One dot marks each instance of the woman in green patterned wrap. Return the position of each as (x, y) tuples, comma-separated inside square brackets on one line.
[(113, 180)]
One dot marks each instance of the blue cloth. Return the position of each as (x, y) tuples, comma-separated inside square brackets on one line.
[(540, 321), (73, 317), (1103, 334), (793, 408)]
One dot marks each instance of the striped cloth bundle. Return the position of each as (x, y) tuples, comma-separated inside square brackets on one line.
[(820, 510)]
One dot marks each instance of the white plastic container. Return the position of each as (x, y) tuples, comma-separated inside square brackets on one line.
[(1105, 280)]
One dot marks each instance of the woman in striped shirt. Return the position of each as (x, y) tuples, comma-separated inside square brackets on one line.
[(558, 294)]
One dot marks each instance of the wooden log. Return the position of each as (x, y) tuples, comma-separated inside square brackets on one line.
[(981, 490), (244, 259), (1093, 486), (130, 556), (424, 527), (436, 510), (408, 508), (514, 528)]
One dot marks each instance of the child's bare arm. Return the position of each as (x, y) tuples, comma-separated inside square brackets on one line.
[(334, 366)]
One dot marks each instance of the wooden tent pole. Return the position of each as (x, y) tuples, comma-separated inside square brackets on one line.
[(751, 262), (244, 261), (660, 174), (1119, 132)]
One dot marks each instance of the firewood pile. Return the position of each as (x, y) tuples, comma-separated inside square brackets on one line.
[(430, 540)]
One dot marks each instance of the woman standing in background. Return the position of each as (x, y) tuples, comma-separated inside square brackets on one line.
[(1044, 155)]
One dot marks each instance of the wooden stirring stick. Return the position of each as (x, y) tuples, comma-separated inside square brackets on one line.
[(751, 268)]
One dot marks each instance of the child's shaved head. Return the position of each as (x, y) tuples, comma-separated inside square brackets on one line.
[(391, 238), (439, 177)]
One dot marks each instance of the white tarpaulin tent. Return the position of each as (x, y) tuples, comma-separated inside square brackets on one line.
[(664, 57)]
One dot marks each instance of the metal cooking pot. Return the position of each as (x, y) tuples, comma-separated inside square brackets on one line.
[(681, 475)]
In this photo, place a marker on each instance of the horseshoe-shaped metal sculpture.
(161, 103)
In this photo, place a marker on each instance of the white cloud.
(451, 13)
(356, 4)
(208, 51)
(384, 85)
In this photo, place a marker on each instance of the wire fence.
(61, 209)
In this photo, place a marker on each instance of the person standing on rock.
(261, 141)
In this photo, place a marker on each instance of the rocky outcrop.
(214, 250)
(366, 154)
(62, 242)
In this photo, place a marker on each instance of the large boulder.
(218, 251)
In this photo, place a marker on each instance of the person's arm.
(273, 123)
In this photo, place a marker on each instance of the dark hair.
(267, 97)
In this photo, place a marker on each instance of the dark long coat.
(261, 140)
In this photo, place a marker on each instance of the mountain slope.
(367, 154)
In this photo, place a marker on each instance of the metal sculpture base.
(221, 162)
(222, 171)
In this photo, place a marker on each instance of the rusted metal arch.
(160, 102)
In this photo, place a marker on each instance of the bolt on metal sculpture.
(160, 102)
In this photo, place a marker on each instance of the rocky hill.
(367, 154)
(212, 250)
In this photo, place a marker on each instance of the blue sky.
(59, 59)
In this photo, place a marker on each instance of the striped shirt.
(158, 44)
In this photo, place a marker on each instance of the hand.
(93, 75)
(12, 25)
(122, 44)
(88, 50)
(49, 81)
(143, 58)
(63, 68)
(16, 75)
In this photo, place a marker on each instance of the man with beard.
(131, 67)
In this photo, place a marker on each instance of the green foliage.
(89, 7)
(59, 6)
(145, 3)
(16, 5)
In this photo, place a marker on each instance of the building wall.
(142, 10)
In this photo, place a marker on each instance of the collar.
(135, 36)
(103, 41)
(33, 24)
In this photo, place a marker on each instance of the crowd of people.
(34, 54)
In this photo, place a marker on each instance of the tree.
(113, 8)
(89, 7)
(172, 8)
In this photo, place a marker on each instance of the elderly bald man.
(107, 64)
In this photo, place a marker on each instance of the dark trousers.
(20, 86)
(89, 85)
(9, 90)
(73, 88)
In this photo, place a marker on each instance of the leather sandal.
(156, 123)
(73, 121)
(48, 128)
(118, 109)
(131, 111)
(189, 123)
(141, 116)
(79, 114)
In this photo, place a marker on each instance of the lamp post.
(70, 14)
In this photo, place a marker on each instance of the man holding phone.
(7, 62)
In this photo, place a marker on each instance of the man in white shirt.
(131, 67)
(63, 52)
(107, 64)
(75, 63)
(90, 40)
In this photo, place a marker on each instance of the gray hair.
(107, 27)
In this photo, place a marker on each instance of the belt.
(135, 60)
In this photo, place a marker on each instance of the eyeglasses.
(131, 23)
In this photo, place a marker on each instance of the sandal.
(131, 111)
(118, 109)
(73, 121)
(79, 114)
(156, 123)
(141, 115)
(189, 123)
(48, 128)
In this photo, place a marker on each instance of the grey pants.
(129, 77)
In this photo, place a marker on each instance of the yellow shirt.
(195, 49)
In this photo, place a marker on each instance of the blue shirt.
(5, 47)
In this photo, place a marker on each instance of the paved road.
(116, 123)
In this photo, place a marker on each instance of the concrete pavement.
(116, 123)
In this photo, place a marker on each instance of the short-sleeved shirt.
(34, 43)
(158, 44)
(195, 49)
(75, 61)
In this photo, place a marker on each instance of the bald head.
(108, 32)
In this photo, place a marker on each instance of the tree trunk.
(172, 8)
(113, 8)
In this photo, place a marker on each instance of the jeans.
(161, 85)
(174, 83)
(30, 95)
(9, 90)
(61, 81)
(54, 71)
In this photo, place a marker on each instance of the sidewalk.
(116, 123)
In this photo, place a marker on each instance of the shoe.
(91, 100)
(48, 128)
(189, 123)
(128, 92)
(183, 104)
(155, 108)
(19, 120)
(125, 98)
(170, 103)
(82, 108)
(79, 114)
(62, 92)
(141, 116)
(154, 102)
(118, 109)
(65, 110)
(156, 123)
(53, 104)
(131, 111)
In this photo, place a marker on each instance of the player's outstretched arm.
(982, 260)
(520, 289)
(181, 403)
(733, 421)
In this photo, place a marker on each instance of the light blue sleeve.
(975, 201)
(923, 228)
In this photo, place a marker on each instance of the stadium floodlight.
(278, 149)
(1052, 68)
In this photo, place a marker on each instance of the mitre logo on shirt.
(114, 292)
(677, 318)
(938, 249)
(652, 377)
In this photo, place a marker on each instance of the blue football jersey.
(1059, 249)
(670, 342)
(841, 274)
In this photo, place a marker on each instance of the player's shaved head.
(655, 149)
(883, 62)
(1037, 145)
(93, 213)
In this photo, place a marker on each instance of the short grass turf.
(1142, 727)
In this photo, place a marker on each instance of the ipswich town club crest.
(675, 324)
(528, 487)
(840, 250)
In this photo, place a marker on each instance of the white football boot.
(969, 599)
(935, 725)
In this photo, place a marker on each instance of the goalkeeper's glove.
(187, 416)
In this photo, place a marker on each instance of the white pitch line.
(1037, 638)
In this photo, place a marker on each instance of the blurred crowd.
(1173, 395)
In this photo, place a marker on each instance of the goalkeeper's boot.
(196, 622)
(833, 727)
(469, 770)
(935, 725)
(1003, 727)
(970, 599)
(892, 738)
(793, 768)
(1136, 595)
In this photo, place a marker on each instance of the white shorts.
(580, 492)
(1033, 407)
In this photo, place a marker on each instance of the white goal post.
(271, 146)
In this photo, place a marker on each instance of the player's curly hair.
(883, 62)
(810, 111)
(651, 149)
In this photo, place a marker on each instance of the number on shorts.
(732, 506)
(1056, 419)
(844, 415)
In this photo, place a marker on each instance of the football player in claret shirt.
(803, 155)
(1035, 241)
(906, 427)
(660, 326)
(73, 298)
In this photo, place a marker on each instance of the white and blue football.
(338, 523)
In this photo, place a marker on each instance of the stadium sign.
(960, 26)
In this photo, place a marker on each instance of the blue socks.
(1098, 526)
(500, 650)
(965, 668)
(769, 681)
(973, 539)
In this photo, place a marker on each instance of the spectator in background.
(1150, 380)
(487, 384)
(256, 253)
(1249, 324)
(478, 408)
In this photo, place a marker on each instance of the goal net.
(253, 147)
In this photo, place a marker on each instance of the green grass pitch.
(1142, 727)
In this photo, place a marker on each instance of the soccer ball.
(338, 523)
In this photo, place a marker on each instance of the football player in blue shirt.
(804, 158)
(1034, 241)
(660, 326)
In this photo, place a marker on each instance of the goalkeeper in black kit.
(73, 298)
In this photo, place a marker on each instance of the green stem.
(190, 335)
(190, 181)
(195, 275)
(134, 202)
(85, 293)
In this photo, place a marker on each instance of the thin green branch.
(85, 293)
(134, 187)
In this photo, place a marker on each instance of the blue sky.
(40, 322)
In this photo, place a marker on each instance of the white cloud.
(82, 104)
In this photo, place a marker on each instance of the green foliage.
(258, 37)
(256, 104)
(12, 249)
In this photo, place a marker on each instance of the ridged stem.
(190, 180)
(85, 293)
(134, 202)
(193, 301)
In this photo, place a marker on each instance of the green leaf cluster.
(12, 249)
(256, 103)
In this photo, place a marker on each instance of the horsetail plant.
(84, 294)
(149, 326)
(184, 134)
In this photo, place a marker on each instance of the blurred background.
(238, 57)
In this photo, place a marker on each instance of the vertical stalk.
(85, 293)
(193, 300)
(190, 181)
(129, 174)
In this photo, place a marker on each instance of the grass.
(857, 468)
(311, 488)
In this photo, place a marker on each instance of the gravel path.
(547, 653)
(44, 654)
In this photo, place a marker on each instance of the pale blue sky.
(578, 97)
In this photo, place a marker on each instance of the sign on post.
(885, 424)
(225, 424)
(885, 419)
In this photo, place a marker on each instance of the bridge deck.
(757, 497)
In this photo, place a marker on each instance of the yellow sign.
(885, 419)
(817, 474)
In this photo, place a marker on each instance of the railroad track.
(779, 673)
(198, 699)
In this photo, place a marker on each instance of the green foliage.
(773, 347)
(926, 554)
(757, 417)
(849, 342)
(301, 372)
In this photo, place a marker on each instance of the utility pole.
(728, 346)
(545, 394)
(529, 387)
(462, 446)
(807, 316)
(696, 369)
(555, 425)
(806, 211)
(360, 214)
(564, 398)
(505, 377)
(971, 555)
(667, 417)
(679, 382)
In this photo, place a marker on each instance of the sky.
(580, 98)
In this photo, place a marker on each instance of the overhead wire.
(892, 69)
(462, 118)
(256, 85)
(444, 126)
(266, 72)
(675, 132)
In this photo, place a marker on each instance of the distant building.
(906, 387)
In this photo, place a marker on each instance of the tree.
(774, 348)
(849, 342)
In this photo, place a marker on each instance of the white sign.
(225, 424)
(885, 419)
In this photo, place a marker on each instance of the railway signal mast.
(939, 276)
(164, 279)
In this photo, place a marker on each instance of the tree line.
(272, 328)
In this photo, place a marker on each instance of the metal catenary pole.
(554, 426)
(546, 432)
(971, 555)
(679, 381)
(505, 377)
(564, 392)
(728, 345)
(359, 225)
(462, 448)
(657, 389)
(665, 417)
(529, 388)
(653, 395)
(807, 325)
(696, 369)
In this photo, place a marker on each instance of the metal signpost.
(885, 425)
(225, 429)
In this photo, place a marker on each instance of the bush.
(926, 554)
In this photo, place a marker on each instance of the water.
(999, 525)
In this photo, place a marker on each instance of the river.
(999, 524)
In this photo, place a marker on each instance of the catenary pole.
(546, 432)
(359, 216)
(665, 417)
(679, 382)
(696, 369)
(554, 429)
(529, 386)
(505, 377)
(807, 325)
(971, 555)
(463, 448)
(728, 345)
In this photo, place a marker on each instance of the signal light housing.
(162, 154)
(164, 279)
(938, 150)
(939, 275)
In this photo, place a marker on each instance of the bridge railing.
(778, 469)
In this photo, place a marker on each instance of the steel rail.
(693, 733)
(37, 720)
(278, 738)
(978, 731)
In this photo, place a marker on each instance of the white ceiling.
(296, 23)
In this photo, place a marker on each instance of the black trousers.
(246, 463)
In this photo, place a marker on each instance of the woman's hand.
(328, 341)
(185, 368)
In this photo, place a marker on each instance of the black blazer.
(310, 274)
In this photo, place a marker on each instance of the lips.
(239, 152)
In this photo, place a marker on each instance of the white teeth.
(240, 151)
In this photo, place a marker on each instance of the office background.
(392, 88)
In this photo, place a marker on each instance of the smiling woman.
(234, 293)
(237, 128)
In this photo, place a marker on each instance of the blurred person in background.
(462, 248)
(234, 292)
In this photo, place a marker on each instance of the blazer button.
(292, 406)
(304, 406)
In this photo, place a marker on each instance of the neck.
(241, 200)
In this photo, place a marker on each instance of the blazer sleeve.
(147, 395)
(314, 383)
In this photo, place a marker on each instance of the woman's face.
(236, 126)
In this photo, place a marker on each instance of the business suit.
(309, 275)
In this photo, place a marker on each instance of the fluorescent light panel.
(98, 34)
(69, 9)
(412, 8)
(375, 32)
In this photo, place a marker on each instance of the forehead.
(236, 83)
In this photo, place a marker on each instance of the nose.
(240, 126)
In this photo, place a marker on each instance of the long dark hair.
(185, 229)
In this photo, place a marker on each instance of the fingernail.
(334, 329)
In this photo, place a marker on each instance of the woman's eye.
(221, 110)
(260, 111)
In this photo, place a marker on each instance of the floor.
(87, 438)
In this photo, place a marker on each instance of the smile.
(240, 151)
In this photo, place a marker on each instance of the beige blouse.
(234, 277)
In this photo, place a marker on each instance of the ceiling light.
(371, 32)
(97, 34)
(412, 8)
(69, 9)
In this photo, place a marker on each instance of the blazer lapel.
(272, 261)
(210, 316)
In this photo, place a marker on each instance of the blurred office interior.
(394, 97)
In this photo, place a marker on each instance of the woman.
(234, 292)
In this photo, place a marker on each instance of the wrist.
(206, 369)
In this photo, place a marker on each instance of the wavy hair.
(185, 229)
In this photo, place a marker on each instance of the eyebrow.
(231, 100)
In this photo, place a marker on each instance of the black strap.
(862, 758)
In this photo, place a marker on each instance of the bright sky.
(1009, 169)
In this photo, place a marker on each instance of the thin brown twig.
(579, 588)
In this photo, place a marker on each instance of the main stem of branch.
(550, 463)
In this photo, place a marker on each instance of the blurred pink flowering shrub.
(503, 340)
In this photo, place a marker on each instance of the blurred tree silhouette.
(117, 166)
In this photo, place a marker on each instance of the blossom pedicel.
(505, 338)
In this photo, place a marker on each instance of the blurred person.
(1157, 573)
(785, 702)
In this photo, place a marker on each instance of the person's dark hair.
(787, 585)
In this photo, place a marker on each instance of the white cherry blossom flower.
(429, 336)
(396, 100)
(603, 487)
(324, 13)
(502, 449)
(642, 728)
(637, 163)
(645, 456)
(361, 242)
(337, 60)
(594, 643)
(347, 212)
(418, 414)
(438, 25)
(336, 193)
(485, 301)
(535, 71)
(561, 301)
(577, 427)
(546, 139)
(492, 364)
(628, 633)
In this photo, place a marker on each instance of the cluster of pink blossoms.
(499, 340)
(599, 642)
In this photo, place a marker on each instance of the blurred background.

•••

» Problem requirements
Your answer should consist solely of the lines from the one containing "cherry blossom flower." through the last line of the listing, written out word for word.

» Result for this task
In this photo, place a marker on each instance of the white cherry blossom flower.
(429, 336)
(396, 100)
(603, 487)
(324, 13)
(502, 449)
(642, 728)
(637, 163)
(645, 456)
(361, 242)
(337, 60)
(594, 643)
(347, 212)
(418, 414)
(438, 25)
(336, 193)
(485, 301)
(535, 71)
(561, 301)
(577, 427)
(546, 139)
(492, 364)
(628, 633)
In this photo, place a marker on each instance of the cluster of pink blossoms.
(499, 340)
(599, 642)
In this photo, place a marker on each instance of the blurred background.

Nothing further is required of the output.